▸ Selected text:
=====
Up to a High Place

LUKE 4:1–5

Jesus, full of the Holy Spirit, left the Jordan and was led by the Spirit into the wilderness, where for forty days he was tempted by the devil. He ate nothing during those days, and at the end of them he was hungry.

The devil said to him, “If you are the Son of God, tell this stone to become bread.”

Jesus answered, “It is written: ‘Man shall not live on bread alone.’”

The devil led him up to a high place and showed him in an instant all the kingdoms of the world.


Could the high place of glory in your heart and mine become the low place of humble service that it was for Jesus?

It is a common notion that we see the world not as it is, but as we are. In other words, none of us sees the world objectively; we have perspectives and sight based on our brain and heart, and we look for certain things in order to see them.

What the devil saw as a high place for Jesus, and what celebrities and politicians see as a high place for themselves, was a low place for Jesus. Jesus was seeing the high place not as it was, but as he was.

For Jesus, the high place in his heart had just taken place in his baptism. He was seen by his Father, and he saw his Father and the Spirit at the same time. Jesus’s experience of love in those waters, I will contend, was the high point of his life. To know we are seen by God, to have our identity and purpose spoken clearly by God, to be overwhelmed by God’s great affection for us—that is the high place in Jesus’s heart.
=====
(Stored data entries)
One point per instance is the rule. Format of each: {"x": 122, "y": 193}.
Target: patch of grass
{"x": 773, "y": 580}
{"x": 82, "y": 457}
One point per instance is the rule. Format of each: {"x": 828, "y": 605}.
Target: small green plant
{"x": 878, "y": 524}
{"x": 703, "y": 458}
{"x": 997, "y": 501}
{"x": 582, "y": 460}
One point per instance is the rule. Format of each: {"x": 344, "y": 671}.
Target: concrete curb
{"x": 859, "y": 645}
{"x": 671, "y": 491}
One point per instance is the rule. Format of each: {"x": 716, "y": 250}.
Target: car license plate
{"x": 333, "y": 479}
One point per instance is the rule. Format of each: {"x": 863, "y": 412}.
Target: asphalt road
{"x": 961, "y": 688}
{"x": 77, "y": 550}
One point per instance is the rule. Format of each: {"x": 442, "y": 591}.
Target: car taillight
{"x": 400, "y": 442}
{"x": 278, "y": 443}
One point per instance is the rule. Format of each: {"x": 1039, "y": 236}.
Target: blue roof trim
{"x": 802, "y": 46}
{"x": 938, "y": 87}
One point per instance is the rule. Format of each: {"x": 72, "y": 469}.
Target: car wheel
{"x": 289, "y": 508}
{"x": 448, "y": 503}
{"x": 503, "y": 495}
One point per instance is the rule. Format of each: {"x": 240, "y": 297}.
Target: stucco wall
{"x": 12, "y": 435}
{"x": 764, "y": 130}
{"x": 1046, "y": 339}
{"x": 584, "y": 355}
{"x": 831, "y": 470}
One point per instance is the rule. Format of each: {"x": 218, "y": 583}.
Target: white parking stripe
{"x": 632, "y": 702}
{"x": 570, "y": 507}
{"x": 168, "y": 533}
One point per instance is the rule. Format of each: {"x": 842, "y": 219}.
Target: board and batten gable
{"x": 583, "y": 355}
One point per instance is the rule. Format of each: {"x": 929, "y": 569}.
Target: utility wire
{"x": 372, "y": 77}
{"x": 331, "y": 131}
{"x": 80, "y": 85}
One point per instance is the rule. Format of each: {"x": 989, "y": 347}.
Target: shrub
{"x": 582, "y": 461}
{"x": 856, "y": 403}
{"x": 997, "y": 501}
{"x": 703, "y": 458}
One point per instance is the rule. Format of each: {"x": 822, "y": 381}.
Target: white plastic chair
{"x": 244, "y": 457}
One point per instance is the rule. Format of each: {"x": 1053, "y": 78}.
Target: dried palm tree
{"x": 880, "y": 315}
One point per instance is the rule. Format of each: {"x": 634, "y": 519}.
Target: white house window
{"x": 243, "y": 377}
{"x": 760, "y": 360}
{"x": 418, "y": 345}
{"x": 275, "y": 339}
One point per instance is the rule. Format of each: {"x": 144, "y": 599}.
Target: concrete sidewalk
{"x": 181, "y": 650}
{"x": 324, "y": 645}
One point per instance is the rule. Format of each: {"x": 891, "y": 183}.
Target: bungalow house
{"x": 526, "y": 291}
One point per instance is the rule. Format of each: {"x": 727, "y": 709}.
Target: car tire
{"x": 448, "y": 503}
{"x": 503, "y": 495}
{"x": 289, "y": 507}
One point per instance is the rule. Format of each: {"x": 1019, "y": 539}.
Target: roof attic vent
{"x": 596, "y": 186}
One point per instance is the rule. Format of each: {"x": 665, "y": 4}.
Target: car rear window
=====
▸ Problems:
[1] Quote the devotional on the temptation of Jesus from "Jesus, full of" up to and including "of the world.".
[2] Continue the devotional on the temptation of Jesus from the point where it stops.

▸ Per-task outputs:
[1]
Jesus, full of the Holy Spirit, left the Jordan and was led by the Spirit into the wilderness, where for forty days he was tempted by the devil. He ate nothing during those days, and at the end of them he was hungry.

The devil said to him, “If you are the Son of God, tell this stone to become bread.”

Jesus answered, “It is written: ‘Man shall not live on bread alone.’”

The devil led him up to a high place and showed him in an instant all the kingdoms of the world.

[2]
But the best the devil had to offer was from a vantage point for self-serving power, acclaim, and privilege. He wanted to give Jesus the power to do whatever he wanted, with whomever he wanted, wherever he wanted.

He was chipping away at Jesus’s wants—his desires—and was finding Jesus’s desires utterly foreign to the ones that haunted other human beings.

Could the highest place in your heart and mine become the low place of humble service that it was for Jesus—a low place of humble fellowship with God, humble communion with others on the same journey into Christ, humble worship oriented around seeing the world served, the poor fed, the captives set free, and the human heart loved back to life?

Glancing ahead, in Luke 4, Jesus will leave the wild in the power of the Spirit, enter a synagogue, and begin to proclaim the high places of the kingdom of God—places where “the year of the Lord’s favor” (v. 19) does not mean acclaim or big houses, but rather the transformation of the human heart by Christians offering selfless, cruciform love in Jesus’s name.

The devil’s high place was a low place to Jesus; Jesus’s high place was a low place to the devil. He couldn’t be convinced of what many hearts today are so easily convinced of—that power turned upon oneself, the accumulation of wealth, the honor offered by others, even the acclaim that comes from generosity and benevolence—is the highest place that one could attain.

Jesus blessed what was unseen. And he knew that changing a human heart was worth more than all the kingdoms of the world.

We can live from this perspective, that to “act justly and to love mercy and to walk humbly” (Micah 6:8) with our God is the highest place to which we could be led.

The devil simply took Jesus to the wrong place. He wasn’t tempted, because his heart wasn’t in it. In this, Jesus passed the test that Israel’s kings and power brokers, even the great King David, never could.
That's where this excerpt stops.